▶ Problem description: How many lines in the listing below contain the string "wheel"? Reply with the number alone.

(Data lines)
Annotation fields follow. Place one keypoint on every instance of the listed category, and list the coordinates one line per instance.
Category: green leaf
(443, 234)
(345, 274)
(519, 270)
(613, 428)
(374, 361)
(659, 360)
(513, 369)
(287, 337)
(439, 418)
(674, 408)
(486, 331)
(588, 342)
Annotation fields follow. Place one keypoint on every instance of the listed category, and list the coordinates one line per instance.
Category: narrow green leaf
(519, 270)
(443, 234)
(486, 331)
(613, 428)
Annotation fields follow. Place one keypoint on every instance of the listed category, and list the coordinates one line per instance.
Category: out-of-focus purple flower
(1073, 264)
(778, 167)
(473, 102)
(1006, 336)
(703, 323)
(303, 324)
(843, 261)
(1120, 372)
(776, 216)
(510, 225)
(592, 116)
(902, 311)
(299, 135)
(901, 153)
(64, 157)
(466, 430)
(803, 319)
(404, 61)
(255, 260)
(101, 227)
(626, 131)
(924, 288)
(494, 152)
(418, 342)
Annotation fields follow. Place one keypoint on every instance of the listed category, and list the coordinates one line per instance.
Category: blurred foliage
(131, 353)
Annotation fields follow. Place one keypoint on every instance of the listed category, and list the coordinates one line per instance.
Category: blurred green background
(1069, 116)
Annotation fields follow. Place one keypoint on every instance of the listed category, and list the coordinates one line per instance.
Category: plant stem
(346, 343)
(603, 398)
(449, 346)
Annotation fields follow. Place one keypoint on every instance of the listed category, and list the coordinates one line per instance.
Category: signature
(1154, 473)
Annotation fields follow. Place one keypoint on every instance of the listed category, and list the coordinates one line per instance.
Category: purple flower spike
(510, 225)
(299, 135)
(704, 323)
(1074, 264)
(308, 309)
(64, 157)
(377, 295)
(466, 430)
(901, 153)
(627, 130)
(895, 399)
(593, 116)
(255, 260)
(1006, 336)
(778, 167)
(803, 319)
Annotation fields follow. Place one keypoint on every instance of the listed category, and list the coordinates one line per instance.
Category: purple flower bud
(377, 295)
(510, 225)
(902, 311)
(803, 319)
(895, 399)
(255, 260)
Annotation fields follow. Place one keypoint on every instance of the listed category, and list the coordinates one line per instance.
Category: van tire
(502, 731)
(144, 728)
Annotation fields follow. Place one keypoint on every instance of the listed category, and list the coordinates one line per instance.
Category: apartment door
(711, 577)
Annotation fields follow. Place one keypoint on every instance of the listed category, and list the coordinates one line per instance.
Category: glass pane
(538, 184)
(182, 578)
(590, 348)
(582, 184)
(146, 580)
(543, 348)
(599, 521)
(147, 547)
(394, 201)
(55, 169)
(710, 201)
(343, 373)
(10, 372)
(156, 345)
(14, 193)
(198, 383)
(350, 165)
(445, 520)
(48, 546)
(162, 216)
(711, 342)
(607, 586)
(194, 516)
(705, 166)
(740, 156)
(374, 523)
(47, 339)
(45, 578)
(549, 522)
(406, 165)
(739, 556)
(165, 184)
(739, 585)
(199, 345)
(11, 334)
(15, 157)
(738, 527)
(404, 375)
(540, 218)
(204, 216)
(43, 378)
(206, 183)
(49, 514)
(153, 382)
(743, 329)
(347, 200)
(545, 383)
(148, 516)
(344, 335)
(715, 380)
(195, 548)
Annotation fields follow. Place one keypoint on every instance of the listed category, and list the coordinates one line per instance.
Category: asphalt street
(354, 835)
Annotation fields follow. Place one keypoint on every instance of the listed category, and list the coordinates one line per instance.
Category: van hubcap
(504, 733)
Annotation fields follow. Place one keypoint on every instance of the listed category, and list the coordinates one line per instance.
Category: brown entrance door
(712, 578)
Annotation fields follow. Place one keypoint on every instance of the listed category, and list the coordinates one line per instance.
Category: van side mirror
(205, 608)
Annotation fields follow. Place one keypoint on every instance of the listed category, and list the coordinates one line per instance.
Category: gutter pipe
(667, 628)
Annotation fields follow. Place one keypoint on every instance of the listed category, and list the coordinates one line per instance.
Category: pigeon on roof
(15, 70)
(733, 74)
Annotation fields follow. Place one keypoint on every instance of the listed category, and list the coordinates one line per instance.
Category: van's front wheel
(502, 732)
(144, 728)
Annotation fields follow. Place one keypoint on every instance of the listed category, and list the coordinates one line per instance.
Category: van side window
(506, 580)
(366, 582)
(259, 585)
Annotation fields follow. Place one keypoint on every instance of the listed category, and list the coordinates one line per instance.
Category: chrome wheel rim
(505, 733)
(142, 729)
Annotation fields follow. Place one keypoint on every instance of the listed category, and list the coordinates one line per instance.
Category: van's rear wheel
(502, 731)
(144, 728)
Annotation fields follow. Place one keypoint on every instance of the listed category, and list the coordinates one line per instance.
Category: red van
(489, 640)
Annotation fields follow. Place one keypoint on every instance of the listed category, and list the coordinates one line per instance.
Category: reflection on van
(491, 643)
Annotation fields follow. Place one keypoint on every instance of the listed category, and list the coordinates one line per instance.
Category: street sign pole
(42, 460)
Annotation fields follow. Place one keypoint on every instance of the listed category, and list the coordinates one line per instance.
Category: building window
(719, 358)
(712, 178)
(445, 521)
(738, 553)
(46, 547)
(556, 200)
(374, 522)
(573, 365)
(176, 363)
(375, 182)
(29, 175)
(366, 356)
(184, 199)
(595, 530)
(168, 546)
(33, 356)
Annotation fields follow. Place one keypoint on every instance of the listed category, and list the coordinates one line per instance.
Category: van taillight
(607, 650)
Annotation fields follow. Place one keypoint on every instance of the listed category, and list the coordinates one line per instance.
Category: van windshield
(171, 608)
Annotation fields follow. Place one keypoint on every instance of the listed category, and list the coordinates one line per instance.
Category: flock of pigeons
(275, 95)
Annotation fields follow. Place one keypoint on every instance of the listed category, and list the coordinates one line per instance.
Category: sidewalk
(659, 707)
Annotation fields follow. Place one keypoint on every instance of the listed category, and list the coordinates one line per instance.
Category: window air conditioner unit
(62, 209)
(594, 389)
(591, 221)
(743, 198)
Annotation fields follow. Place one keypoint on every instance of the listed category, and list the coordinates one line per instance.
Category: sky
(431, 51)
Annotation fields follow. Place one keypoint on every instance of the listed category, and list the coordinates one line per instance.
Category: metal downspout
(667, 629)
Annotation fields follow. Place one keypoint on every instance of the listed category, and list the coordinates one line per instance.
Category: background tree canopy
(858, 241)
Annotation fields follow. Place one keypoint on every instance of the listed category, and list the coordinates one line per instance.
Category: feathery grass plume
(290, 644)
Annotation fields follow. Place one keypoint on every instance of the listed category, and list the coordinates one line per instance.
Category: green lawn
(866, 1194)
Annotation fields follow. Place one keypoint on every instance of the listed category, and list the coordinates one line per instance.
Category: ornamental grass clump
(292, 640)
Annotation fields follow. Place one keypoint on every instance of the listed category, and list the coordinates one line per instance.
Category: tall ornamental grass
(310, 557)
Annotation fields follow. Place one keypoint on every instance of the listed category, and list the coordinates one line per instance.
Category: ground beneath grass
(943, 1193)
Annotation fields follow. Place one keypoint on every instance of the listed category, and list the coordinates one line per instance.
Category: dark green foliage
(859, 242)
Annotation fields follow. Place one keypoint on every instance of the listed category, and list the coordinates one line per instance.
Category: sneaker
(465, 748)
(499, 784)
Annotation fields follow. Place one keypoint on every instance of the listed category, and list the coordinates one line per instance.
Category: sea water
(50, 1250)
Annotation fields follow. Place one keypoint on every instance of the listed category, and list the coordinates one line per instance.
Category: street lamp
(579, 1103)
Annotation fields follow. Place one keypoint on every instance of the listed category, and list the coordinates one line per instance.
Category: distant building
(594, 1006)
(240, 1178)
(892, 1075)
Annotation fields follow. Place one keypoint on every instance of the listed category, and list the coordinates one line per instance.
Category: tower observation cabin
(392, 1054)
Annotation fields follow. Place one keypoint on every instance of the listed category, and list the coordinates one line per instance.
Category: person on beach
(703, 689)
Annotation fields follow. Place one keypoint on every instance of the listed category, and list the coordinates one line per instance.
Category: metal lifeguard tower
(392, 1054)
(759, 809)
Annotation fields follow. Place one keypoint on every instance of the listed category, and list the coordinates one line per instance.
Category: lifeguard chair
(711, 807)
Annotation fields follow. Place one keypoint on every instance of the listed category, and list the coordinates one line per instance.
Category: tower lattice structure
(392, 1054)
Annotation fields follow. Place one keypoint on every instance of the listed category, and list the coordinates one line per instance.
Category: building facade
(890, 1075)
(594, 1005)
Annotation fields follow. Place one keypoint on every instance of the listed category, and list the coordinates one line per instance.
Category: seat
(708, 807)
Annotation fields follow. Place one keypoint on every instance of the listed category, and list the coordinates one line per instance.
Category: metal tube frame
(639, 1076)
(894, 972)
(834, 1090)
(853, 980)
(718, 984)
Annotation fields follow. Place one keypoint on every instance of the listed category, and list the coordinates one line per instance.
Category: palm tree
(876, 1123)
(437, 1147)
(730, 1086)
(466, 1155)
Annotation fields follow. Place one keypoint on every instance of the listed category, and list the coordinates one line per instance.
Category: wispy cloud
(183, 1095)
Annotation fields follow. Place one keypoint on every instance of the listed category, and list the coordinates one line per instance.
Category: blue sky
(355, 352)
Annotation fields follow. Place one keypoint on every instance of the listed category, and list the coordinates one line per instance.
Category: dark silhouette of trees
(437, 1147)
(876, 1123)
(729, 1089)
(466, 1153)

▶ Response to this exercise: 3